---------- TEXTO ----------

Algumas das vacinas agora em desenvolvimento poderão tornar-se pouco eficazes, pois se uma vacina com 70% de eficácia poderia ter sido útil, uma vez que com apenas uma parte da população imunizada gerávamos imunidade de grupo, agora talvez precisemos de vacinar bastante mais pessoas para alcançar a mesma imunidade de grupo, tornando-se este objectivo muito mais difícil ou mesmo impossível.

As pessoas podem estar agora mais confiantes graças às vacinas, mas a situação epidemiológica pode piorar antes de melhorar, pois temos uma corrida entre as vacinas e a nova estirpe.

Obviamente, também significa que teremos um período ainda mais longo para a recuperação económica, uma recessão mais longa e possivelmente mais profunda. Mais pessoas a perder o emprego, mais empresas a fechar e maiores desigualdades. E o que podemos fazer para o evitar?

A verdade é que ainda vai levar algum tempo até que esta estirpe esteja espalhada por todos os lugares, mas se a DGS e o Governo mantiverem o nível de complacência e continuarem apenas a ser reactivos em vez de preventivos, lá para Janeiro, Fevereiro e Março, com as pessoas a voltarem ao trabalho e as crianças às escolas, após este descanso de Natal e de Ano Novo, e com as pessoas cada vez mais em ambientes fechados como escolas, escritórios e as próprias casas, devido ao frio, o pico de infecções poderá dar-se durante os próximos meses, até Março, e em contínuo até lá.

Há esperança que a DGS e o Governo sejam mais preventivos, embora esta seja ténue, dado o histórico de tomada de decisões durante a pandemia. Desde logo, vê-se isso pela estratégia para a vacinação. Ao ritmo previsto por Francisco Ramos (50 mil vacinas por dia), demorará cerca de 400 dias a inocular a população toda, por isso e assim, só lá para o final da Primavera de 2022 terminaria a vacinação em Portugal. Temos de exigir mais e melhor.

A ideia peregrina de não envolver as farmácias na vacinação, a ideia de não criar centros de vacinação em massa, tal como feito, aliás, na maioria dos países ocidentais, só se explica à luz de uma teimosia ideológica, que não quer envolver os privados no processo e quer envolver apenas o SNS, para depois dizer que foi graças ao SNS que se vacinaram os portugueses todos, mesmo que isso implique mais portugueses a morrer ou, pelo menos, a sofrer as consequências de um vírus como este.

---------- MATERIAL FORNECIDO ----------

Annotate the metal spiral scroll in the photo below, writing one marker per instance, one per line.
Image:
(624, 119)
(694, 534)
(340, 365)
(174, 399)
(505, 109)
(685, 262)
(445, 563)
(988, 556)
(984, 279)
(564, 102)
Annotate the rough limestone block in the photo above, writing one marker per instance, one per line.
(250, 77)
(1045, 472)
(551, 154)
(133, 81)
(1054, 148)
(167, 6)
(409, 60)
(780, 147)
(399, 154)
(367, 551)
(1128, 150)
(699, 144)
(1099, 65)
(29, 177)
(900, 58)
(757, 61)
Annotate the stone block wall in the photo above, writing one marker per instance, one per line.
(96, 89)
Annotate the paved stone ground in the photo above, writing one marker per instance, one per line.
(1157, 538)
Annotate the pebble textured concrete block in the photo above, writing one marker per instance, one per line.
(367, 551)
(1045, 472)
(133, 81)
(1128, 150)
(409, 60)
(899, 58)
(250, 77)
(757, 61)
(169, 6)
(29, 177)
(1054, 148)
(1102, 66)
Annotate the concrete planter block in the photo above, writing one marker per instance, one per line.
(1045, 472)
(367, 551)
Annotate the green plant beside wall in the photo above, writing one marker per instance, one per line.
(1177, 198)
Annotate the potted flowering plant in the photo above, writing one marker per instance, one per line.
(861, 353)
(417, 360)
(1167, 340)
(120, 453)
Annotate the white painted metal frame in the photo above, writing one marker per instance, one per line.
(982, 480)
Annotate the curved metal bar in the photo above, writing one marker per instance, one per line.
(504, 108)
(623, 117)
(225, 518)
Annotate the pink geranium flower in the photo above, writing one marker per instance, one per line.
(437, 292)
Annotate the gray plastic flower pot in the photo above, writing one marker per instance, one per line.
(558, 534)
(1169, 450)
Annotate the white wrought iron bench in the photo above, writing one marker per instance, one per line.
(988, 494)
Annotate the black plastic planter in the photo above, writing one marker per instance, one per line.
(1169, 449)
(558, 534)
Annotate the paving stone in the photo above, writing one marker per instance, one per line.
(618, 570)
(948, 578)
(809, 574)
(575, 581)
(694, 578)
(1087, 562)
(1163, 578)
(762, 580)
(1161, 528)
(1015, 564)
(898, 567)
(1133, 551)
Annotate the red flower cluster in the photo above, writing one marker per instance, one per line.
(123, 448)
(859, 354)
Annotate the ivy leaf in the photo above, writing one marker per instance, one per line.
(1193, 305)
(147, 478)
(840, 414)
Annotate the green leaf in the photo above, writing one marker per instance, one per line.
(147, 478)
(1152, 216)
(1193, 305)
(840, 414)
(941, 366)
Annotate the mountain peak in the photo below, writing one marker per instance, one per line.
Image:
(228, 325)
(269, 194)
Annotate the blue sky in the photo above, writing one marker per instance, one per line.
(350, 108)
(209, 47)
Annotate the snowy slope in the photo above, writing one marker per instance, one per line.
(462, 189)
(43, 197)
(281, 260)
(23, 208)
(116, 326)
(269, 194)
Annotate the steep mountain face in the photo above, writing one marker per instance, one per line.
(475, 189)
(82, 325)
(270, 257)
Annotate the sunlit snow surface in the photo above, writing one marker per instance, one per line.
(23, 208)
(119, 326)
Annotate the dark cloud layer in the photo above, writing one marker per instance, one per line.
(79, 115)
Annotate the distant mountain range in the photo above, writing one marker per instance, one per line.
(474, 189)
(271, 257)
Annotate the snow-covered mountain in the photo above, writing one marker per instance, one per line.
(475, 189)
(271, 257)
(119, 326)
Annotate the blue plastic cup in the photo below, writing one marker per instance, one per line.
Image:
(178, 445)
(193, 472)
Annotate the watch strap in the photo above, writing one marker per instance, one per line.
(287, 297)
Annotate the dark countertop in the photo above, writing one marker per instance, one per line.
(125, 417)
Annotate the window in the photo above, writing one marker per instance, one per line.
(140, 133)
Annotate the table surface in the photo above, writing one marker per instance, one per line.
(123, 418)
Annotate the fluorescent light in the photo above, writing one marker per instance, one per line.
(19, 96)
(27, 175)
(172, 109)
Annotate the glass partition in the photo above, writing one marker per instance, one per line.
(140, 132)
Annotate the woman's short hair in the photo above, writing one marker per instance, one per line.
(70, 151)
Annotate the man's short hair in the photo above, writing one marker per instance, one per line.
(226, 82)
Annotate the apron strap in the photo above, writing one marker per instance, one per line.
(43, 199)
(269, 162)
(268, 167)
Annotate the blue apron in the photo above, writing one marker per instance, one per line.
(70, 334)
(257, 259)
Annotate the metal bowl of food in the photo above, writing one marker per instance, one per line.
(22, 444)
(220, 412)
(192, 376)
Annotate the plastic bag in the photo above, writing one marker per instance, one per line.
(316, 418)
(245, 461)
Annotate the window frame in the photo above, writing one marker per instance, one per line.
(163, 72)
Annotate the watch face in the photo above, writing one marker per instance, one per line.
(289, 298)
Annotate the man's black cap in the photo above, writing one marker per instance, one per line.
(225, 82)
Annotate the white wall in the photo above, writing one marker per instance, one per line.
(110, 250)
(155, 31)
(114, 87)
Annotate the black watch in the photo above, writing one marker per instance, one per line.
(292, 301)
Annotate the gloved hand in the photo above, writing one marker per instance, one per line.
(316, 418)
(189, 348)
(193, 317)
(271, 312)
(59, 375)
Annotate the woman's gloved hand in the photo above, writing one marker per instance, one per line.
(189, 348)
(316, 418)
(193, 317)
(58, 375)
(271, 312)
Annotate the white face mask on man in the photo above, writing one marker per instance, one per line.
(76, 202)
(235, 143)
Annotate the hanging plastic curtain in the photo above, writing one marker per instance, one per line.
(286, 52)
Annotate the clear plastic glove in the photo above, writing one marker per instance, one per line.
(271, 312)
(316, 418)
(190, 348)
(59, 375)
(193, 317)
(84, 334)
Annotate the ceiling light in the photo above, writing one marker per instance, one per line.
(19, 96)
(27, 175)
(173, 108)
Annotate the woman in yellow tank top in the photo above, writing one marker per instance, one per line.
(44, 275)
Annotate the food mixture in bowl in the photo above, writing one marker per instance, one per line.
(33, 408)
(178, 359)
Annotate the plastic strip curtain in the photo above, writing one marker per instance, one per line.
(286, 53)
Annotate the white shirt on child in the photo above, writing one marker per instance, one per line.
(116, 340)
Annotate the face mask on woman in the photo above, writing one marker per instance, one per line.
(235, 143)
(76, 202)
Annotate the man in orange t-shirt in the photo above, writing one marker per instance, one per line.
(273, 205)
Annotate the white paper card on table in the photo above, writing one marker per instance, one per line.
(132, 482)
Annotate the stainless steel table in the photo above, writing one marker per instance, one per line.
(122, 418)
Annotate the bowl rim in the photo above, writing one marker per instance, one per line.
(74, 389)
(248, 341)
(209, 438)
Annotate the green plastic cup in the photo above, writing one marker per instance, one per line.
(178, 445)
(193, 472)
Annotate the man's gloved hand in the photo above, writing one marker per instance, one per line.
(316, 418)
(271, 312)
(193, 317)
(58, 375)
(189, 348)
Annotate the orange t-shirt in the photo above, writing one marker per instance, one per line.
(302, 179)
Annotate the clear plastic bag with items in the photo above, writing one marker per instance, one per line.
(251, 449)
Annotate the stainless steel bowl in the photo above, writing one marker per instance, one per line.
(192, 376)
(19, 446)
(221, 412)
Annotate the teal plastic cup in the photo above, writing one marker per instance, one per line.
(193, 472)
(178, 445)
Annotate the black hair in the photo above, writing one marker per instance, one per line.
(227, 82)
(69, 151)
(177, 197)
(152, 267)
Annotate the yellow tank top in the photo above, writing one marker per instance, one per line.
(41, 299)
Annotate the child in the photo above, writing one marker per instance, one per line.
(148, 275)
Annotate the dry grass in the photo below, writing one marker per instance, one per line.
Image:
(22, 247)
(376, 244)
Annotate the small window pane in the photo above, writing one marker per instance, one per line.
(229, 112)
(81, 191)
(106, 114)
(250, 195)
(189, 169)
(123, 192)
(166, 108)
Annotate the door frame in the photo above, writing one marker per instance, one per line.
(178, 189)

----------

> APLIQUE O QUE LEU
(a) No texto sobre a vacinação, quantas vacinas por dia prevê o ritmo indicado por Francisco Ramos?
(b) Enumere todas as consequências económicas que o texto sobre a vacinação aponta.
(c) Transcreva do texto sobre a vacinação tudo o que vai de "Há esperança que" até "mais e melhor.", sem alterações.

> SOLUÇÕES POR ORDEM
(a) 50 mil vacinas por dia.

(b)
- Um período ainda mais longo para a recuperação económica
- Uma recessão mais longa e possivelmente mais profunda
- Mais pessoas a perder o emprego
- Mais empresas a fechar
- Maiores desigualdades

(c)
Há esperança que a DGS e o Governo sejam mais preventivos, embora esta seja ténue, dado o histórico de tomada de decisões durante a pandemia. Desde logo, vê-se isso pela estratégia para a vacinação. Ao ritmo previsto por Francisco Ramos (50 mil vacinas por dia), demorará cerca de 400 dias a inocular a população toda, por isso e assim, só lá para o final da Primavera de 2022 terminaria a vacinação em Portugal. Temos de exigir mais e melhor.